• **Obiettivo dell'esercizio**: Riprendi l'articolo sulla riforma della Serie C e proseguilo dopo l'ultima frase riportata.

• **Estratto del documento**:
# # #

La prossima sarà la stagione della grande riforma della Serie C. Previsione, auspicio o illusione? Per la verità, quote variabili per tutte e 3 le proiezioni. Perché come abbiamo visto in queste febbrili settimane, tra il dire e il fare c’è sempre di mezzo un Consiglio Federale. Con calcoli politici ad alleanze variabili che rendono datato il giorno dopo quello che sembrava certo il giorno prima.
Un punto è però non negoziabile. Il calcio post Covid necessita di un modello di business radicalmente diverso da quello che ha caratterizzato l’ultimo lustro. Soprattutto in Lega Pro, categoria compressa tra professionismo e dilettantismo in una camera di compensazione che vorrebbe essere la vetrina delle virtù della provincia italiana. Ma finisce con l’enfatizzarne solo i vizi diventando un limbo incapace (per forza o per amore) di produrre profitti. Quindi, il 2020/2021 sarà l’ultimo con il format a 3 Gironi e 60 squadre (sempre che la crisi non assottigli la platea delle partecipanti). Assunto a cui ci ancoriamo per capire cosa potrà accadere nell’immediato futuro.         

Presto che è tardi. “Il prossimo campionato comincerà tra il 15 e il 20 di settembre e ci saranno parecchi turni infrasettimanali”. Solo poche ore fa il Presidente Ghirelli ha posto le basi per la stagione entrante. Già pronta in coda a quella attuale che si concluderà con la Finale Playoff del 22 luglio. Non solo, in ottica nuovi scenari e dintorni ha anche tracciato il perimetro dell’imminente maquillage: “La prossima dovrà essere una riforma di sistema”. Cioè (in soldoni), i temi semiprofessionismo e defiscalizzazione non potranno essere delegati al solo bacino politico della terza serie. Ma affrontati dall’intero alveo del calcio tricolore. Tanto più richiedendo leggi dello stato proprie del Parlamento. E non certo degli organi federali. Vulnus che potrebbe rendere ancora più impervio il cammino della prossima riforma.

# # #

• **Estratti del dataset**:
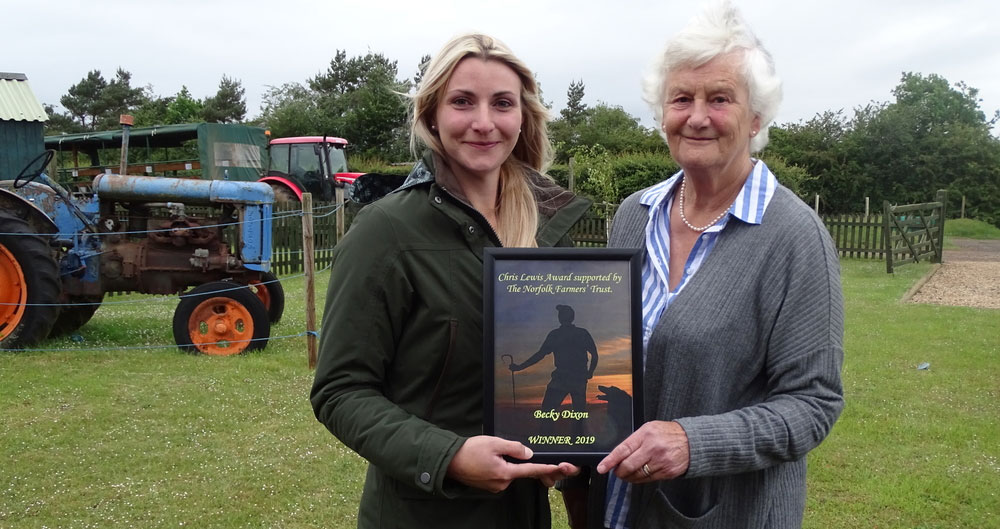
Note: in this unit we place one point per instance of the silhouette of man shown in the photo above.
(569, 346)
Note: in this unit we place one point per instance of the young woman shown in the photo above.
(399, 378)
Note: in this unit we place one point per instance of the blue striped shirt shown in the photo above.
(656, 295)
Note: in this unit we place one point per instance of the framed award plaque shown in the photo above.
(563, 349)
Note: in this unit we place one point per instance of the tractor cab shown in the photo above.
(314, 164)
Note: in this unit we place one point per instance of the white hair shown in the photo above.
(719, 30)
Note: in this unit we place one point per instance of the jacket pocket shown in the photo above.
(452, 339)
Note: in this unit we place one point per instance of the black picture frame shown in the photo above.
(526, 292)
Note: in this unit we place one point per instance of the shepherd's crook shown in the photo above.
(510, 363)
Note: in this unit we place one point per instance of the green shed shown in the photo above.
(22, 119)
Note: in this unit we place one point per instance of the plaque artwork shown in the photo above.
(563, 351)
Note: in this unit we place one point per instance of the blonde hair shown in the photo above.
(517, 214)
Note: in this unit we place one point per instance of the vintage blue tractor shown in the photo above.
(208, 240)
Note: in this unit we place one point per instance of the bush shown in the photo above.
(372, 164)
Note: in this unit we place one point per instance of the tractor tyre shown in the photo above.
(283, 195)
(220, 318)
(75, 314)
(271, 294)
(29, 285)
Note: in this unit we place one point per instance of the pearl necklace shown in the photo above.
(707, 226)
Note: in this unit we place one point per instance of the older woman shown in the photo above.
(399, 378)
(742, 307)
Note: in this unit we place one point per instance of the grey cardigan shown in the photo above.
(747, 359)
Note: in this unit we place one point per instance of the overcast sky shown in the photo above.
(831, 55)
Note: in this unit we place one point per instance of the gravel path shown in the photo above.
(968, 277)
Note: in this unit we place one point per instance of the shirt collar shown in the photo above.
(749, 205)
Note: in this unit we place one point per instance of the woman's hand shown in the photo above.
(658, 450)
(479, 463)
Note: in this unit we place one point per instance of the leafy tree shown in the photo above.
(359, 98)
(576, 110)
(228, 105)
(119, 97)
(933, 136)
(421, 69)
(97, 103)
(61, 123)
(609, 126)
(291, 110)
(83, 100)
(183, 108)
(152, 112)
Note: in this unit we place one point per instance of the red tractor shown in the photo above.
(313, 164)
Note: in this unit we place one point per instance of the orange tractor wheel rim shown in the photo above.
(13, 292)
(220, 326)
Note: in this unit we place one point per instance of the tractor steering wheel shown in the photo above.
(27, 175)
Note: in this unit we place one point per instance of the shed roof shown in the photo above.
(17, 101)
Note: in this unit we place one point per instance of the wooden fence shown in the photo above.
(856, 235)
(914, 233)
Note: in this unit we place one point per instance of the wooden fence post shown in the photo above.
(942, 197)
(309, 267)
(338, 195)
(572, 177)
(886, 231)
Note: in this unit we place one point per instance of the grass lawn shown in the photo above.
(123, 432)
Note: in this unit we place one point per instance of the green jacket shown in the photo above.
(400, 372)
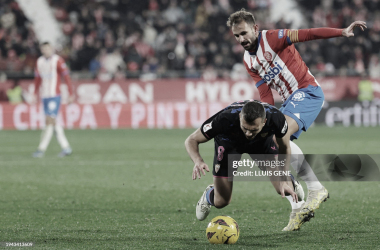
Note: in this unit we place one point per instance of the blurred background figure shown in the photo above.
(49, 69)
(14, 94)
(176, 32)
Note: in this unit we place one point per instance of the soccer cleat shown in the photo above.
(314, 199)
(203, 208)
(297, 219)
(38, 154)
(65, 152)
(298, 188)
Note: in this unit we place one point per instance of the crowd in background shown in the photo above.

# # #

• **Risposta**:
Come si cambia per non morire. Lasciando solo quote residuali all’ipotesi Serie B a 40 squadre (Frankenstein che non potrebbe che avere carattere transitorio), resta lo scenario più plausibile. Oltre che quello più logico e caro a Gravina. Una Serie C Elite a 20 squadre ed una categoria semiprofessionistica dalle proporzioni ancora da definire (40 club?). Un ritorno al futuro di C1 e C2 ma con profili fiscali e professionali distinti. Un cambio di fronte che ridurrebbe drasticamente il numero delle squadre Pro (60/62 a seconda del format della serie cadetta). Tante quante il sistema può realmente esprimerne. E sopportarne.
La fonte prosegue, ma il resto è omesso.